WHAT THE TASK REQUIRES »
Please format the lines from the start of the listing up to and including the line with "positive clicks: (835, 762) (841, 750)" as a JSON list of strings, one string per line, with blank lines left out.

EXCERPTED DATA »
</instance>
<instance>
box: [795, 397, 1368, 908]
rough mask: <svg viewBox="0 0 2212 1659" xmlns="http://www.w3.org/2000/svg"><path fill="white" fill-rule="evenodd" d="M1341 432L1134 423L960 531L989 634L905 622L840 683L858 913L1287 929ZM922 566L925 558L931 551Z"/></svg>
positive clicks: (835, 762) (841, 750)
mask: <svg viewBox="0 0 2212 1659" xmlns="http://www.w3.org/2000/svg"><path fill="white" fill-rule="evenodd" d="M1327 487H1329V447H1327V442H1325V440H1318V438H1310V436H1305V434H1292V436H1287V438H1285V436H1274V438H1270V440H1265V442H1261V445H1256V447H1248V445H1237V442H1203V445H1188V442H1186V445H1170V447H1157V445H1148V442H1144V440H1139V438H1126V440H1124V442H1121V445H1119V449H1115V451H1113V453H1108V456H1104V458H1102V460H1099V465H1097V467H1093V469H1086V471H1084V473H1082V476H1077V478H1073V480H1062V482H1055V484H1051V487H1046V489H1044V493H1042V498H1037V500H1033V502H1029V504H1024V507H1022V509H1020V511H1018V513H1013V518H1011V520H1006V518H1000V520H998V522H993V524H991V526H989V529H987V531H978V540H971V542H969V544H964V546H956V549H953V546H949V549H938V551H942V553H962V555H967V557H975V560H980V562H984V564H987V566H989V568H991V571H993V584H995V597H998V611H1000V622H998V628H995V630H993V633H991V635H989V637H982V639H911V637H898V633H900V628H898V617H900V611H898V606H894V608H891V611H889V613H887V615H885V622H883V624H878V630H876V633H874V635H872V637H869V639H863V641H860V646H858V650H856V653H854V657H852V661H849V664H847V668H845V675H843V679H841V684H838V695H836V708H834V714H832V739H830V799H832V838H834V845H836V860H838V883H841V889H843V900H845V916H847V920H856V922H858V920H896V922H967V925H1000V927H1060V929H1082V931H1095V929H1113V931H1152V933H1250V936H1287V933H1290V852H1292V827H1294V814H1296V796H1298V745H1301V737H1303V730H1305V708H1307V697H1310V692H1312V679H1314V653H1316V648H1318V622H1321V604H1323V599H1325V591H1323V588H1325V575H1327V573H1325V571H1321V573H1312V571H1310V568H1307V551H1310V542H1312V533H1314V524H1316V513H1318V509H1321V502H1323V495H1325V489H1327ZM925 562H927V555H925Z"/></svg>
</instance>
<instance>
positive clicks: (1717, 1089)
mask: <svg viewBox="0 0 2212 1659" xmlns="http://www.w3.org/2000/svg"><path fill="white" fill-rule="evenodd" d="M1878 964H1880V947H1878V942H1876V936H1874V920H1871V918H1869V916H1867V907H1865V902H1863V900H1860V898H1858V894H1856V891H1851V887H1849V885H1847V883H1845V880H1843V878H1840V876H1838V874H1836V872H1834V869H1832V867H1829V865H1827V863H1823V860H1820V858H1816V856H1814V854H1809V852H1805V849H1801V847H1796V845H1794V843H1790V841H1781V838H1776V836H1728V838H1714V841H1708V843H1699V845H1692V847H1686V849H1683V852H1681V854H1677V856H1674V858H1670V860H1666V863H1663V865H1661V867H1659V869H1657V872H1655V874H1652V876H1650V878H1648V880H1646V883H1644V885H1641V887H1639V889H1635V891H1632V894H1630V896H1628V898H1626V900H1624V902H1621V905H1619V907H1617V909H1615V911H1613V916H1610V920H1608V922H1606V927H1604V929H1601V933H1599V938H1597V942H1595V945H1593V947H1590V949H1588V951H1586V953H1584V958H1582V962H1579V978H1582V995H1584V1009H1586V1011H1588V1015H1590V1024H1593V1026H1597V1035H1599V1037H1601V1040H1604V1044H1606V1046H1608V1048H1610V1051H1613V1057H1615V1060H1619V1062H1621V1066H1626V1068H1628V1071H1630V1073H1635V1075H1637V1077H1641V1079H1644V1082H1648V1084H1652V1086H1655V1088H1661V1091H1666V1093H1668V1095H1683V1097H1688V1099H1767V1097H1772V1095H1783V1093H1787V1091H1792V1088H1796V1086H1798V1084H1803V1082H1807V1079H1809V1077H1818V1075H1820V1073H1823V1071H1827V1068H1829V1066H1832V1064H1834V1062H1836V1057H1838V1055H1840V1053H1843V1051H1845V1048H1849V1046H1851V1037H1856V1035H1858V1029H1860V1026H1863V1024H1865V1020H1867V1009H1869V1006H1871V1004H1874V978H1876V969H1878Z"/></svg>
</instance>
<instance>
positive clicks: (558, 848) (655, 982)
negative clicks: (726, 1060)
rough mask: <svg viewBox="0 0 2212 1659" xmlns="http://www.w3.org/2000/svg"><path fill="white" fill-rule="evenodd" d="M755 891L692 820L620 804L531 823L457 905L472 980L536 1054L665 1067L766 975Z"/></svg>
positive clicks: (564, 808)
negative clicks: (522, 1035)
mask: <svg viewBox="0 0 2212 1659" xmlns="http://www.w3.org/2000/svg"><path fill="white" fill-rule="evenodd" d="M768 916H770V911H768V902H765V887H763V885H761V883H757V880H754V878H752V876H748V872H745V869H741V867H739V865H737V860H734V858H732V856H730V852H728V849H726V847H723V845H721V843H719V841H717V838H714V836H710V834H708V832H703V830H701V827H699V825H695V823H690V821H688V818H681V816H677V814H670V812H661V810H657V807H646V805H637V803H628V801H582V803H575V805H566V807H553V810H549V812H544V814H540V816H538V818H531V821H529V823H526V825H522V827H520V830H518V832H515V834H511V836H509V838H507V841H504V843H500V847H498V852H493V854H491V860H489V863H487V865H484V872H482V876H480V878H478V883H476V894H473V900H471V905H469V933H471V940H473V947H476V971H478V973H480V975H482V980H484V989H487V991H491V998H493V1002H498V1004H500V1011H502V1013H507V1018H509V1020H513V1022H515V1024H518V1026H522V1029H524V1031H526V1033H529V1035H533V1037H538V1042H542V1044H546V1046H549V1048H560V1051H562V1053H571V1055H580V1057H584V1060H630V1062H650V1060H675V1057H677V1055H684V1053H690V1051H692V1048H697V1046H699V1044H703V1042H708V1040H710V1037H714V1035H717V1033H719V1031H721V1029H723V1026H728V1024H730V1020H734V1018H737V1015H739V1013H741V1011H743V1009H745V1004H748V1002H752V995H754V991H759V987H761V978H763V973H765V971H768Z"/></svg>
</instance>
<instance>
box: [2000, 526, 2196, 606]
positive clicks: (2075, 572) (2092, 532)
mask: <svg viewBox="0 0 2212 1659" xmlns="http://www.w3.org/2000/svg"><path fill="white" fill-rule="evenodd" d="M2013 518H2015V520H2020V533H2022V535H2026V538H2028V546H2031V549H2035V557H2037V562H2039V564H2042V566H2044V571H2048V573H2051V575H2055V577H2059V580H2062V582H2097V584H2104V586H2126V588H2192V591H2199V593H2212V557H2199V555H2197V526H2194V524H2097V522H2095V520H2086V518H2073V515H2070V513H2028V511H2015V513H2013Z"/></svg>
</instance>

ANSWER SECTION »
[
  "</instance>",
  "<instance>",
  "box: [795, 397, 1368, 908]",
  "rough mask: <svg viewBox=\"0 0 2212 1659\" xmlns=\"http://www.w3.org/2000/svg\"><path fill=\"white\" fill-rule=\"evenodd\" d=\"M1341 432L1134 423L960 531L989 634L905 622L840 683L858 913L1287 929ZM922 566L925 558L931 551Z\"/></svg>",
  "positive clicks: (835, 762) (841, 750)"
]